─── Given records
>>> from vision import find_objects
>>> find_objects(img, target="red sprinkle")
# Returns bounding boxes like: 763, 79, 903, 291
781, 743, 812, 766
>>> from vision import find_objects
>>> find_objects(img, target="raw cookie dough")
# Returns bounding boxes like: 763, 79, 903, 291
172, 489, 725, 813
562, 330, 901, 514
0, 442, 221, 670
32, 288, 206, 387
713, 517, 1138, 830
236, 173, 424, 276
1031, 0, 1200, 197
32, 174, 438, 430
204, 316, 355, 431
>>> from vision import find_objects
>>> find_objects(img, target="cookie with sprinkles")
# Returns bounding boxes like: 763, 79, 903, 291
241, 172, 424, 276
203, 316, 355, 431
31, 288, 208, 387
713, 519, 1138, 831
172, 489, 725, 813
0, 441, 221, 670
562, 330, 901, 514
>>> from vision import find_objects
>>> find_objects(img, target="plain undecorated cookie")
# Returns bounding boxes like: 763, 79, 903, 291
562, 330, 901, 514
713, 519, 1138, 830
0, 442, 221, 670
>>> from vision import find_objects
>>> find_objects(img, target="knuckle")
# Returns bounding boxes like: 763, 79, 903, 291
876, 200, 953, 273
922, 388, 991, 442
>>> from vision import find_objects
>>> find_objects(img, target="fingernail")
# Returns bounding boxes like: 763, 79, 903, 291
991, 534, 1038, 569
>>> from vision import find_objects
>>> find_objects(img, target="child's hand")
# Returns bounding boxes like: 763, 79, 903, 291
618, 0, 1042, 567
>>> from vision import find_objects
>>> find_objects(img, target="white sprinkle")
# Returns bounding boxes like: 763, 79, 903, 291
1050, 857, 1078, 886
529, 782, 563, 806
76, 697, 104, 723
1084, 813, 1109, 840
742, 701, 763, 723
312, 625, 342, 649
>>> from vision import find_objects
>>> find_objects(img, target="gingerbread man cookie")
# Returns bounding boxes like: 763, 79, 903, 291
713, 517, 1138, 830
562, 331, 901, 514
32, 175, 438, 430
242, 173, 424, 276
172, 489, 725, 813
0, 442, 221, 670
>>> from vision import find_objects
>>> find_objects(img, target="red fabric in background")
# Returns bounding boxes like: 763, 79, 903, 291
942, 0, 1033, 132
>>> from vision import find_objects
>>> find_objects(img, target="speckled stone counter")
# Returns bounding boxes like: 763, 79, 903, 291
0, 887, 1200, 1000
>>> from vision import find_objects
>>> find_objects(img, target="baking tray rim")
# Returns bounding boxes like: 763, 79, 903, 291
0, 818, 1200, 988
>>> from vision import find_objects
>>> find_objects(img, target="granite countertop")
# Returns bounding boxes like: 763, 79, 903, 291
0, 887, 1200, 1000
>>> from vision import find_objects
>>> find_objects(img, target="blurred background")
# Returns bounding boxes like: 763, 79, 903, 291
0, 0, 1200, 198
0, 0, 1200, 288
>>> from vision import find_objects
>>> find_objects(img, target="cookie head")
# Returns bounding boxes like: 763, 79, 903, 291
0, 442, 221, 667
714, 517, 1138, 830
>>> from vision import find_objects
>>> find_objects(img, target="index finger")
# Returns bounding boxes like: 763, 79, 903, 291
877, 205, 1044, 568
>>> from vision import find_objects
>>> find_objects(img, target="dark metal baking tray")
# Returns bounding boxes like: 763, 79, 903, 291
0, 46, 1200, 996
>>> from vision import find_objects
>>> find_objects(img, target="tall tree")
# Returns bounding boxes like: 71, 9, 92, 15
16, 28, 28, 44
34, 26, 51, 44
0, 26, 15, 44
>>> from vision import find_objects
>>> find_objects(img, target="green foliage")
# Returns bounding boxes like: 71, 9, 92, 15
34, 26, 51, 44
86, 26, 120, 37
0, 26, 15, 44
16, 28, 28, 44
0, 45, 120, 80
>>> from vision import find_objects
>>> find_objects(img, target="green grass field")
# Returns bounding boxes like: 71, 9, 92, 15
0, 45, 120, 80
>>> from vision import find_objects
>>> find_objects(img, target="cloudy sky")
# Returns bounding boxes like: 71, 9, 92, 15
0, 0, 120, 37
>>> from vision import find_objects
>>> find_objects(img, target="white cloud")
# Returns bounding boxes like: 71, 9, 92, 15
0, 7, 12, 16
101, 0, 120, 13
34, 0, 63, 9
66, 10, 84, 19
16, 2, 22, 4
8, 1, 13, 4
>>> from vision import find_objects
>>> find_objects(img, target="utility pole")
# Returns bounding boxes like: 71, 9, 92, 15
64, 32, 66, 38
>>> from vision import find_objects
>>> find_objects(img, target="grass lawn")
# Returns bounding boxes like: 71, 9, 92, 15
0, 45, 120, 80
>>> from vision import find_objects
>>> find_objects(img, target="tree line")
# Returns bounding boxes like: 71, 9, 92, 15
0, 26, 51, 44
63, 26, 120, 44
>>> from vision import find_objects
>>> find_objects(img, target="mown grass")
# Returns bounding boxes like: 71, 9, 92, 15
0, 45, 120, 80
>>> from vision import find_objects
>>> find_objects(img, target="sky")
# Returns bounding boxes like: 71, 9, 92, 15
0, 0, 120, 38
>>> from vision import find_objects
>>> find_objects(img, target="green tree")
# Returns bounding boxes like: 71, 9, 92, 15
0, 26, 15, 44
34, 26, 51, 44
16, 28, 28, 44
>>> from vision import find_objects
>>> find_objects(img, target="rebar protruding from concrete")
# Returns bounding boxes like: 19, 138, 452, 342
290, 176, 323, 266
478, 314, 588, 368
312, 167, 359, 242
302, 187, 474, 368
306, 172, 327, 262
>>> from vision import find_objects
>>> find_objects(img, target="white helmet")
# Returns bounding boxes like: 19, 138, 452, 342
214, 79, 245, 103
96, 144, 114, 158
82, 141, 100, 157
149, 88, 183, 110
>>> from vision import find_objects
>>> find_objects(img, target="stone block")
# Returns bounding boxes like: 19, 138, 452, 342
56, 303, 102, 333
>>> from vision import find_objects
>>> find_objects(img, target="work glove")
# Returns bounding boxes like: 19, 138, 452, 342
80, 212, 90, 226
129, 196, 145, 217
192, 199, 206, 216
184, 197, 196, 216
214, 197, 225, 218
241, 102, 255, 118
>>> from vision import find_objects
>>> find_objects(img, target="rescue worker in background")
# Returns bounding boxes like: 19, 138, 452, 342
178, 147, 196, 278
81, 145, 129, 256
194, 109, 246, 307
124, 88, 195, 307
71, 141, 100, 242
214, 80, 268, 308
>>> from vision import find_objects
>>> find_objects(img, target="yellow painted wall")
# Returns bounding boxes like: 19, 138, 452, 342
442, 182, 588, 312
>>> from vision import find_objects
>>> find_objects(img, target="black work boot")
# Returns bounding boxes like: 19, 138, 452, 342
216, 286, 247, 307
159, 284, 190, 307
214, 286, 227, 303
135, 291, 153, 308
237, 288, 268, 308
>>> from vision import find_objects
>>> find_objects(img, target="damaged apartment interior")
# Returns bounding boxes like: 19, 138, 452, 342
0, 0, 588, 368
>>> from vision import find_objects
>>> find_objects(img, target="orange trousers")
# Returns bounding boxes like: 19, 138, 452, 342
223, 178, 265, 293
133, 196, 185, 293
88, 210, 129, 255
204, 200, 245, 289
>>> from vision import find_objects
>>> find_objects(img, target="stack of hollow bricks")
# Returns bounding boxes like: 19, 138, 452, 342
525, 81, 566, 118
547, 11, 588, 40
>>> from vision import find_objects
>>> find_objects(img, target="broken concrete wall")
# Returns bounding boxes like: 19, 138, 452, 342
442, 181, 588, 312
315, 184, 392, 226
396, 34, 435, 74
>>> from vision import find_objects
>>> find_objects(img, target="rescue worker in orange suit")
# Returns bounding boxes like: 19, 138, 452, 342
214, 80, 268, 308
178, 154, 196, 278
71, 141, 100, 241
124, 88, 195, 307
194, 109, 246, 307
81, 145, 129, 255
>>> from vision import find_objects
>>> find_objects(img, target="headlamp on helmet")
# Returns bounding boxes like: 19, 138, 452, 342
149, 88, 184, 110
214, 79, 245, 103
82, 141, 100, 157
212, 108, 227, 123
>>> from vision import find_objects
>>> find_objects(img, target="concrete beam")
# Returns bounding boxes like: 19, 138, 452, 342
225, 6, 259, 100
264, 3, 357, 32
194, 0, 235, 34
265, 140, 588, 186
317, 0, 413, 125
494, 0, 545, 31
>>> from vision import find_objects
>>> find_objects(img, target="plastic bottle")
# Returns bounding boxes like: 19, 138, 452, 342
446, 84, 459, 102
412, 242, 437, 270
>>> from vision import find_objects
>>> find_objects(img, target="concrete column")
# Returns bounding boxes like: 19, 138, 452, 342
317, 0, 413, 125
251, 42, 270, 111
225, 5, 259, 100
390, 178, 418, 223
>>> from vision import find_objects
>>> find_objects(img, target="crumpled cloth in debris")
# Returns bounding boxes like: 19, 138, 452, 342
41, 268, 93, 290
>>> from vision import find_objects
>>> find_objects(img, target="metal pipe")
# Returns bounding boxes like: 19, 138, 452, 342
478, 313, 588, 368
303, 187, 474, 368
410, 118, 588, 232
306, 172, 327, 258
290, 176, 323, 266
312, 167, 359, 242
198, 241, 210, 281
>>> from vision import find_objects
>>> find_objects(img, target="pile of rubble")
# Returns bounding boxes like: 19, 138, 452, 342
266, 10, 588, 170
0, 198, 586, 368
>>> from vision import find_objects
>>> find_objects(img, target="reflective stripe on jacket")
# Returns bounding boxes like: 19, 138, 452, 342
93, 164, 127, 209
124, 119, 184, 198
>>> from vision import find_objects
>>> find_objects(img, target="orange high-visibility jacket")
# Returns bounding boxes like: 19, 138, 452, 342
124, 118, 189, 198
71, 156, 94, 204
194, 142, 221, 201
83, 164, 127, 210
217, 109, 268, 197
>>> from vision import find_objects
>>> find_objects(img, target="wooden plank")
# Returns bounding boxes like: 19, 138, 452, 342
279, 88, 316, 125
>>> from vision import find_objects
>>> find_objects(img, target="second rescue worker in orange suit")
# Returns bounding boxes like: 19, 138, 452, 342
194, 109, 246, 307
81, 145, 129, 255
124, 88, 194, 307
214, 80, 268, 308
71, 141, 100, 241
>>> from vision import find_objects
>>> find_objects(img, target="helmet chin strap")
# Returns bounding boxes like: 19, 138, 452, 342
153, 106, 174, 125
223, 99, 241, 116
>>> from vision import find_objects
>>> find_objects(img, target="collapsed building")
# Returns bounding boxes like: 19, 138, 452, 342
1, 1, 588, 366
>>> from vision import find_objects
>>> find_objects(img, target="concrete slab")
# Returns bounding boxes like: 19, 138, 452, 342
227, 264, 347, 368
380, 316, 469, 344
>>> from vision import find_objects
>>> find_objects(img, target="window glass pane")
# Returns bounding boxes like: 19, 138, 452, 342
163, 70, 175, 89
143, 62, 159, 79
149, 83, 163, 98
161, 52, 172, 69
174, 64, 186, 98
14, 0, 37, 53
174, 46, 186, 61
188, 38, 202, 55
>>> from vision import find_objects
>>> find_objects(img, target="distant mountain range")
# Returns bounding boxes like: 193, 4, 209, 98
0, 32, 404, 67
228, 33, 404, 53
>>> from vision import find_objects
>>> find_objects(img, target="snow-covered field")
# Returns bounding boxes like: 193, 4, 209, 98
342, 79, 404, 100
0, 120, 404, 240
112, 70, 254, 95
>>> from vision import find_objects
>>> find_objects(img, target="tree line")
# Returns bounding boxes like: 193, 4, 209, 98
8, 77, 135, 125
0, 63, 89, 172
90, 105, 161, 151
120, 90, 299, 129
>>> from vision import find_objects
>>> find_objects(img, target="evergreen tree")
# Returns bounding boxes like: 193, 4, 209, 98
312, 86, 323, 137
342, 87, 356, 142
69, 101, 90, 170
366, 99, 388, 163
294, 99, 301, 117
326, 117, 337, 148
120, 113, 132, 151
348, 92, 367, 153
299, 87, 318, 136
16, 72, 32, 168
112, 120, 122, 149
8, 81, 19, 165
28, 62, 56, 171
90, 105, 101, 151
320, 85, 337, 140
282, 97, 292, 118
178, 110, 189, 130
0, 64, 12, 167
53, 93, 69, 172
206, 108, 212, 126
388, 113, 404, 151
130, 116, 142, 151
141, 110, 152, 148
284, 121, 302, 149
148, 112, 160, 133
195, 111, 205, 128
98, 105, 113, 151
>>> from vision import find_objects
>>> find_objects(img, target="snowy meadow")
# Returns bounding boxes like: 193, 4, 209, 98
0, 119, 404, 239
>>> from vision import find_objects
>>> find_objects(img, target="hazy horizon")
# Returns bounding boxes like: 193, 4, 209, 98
──────
Rewrite the records from the first line through the line containing "204, 316, 355, 431", changing "raw cookie dough" to "unbaked cookie dough" and leaving everything else the same. Give only those lines.

>>> from vision import find_objects
>>> find_objects(img, target="red sprinkle")
# Returns bounding boxes like: 763, 79, 903, 291
781, 743, 812, 766
>>> from vision import find_objects
>>> find_objects(img, target="unbaked cookie dough")
# Returns bounding boxes like: 763, 79, 903, 291
172, 489, 725, 813
562, 330, 901, 514
0, 442, 221, 670
32, 288, 206, 387
713, 517, 1138, 830
236, 173, 424, 276
1031, 0, 1200, 197
32, 174, 438, 430
204, 316, 355, 431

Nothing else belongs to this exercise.